═══ Task input
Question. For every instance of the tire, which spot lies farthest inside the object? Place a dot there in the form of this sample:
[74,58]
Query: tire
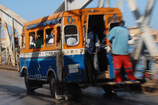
[29,84]
[107,89]
[53,87]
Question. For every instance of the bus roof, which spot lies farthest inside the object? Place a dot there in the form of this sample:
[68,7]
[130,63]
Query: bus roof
[59,15]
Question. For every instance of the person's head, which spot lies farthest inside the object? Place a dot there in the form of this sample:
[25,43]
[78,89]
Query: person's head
[52,32]
[121,23]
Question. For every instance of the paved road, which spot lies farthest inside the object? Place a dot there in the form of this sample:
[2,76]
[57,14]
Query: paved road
[13,92]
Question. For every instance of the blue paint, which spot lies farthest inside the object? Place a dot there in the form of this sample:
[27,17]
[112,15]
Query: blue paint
[75,59]
[111,66]
[70,20]
[38,66]
[114,17]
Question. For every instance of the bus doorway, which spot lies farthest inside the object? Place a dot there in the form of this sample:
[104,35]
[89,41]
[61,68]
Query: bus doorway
[97,23]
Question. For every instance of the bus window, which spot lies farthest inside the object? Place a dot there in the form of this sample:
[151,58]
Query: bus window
[50,36]
[71,35]
[113,24]
[39,42]
[58,35]
[31,40]
[23,42]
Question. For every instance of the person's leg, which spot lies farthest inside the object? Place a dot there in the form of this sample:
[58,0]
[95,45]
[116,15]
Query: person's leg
[96,65]
[128,67]
[117,67]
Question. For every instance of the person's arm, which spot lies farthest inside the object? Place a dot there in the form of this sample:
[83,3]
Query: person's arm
[111,34]
[129,37]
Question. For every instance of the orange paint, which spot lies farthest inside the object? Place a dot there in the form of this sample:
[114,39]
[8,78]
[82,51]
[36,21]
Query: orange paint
[73,17]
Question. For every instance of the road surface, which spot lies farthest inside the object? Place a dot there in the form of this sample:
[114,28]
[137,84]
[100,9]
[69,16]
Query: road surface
[13,92]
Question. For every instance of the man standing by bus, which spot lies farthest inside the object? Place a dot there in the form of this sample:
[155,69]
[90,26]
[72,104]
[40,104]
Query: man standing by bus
[92,48]
[119,37]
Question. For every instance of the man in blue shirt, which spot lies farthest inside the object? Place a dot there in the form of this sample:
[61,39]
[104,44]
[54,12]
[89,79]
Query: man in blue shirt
[119,37]
[92,48]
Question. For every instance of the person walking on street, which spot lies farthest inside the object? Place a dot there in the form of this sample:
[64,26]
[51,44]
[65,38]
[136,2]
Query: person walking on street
[92,48]
[119,37]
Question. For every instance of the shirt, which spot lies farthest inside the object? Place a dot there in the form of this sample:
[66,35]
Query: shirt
[71,41]
[92,43]
[119,37]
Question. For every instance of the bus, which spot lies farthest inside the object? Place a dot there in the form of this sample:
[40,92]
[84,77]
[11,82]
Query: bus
[49,56]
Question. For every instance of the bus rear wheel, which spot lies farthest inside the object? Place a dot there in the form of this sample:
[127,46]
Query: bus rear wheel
[29,84]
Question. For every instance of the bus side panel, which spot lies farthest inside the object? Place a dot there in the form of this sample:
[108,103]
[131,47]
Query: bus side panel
[75,68]
[38,66]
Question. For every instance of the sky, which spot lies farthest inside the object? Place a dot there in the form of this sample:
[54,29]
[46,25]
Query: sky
[34,9]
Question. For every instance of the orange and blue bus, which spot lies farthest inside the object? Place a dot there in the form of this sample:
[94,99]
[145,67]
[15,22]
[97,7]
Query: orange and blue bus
[48,57]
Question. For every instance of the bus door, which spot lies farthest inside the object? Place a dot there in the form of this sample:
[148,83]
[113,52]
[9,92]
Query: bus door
[97,24]
[73,50]
[111,20]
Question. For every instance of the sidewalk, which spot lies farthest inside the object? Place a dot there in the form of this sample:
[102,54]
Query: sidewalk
[9,67]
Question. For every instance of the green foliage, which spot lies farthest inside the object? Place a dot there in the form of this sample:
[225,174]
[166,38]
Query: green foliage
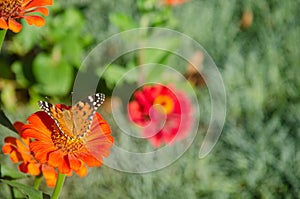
══════
Stated task:
Reproduce the rows beginning with the line containing "Question. For every instance of the green" and continuing through the end of the records, replacing "green foliage" with "leafy greenery" and leaving everything else unchanged. Leave the pictures out of your answer.

Result of this exercise:
Question. For every instance of the leafy greenery, which spot lies farthest inside the object? Place a dot there in the form of this sample:
[225,174]
[166,38]
Query: leafy greenery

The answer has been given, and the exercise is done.